PROBLEM DETAILS:
Reproduce the opening lines of the records exactly, please, stopping after the line that contains "Where can the man".

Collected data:
= = = = =
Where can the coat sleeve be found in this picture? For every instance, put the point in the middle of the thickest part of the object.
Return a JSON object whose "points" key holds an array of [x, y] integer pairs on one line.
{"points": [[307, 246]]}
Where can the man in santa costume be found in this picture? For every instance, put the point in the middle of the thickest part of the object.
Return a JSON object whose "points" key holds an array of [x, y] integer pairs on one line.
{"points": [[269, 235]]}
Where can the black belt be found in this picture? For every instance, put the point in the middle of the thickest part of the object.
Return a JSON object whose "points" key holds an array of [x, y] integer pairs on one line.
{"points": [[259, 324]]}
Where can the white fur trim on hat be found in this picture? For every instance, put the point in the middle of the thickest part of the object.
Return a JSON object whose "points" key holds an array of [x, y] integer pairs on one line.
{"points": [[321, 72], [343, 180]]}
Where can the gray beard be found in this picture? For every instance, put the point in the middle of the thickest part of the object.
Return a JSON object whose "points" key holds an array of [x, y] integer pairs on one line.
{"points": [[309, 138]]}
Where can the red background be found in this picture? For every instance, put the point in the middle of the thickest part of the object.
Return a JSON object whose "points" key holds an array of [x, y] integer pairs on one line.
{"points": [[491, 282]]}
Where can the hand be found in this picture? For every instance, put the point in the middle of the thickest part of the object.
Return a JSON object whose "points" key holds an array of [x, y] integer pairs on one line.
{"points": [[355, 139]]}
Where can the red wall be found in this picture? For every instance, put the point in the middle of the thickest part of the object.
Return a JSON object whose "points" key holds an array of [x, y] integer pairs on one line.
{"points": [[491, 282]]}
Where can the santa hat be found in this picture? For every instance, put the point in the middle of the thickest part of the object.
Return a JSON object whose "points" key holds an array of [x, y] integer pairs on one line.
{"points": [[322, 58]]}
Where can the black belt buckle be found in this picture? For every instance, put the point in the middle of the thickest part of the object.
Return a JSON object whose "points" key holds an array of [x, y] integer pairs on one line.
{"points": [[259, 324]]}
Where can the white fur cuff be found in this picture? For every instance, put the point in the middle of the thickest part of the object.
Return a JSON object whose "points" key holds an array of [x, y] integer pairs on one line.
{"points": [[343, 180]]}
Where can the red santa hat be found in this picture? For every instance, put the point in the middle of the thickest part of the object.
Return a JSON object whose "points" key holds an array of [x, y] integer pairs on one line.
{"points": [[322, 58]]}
= = = = =
EXERCISE SOLUTION:
Where can the coat sleeve be found in this picture? For every instance, put the point in the middle of the thickest part of the object.
Return a JSON object whose "points" key holds an array of [x, y] integer pairs on one line.
{"points": [[307, 246]]}
Where can the man in santa costume be found in this picture? For every instance, put the point in the middle of the thickest part of the object.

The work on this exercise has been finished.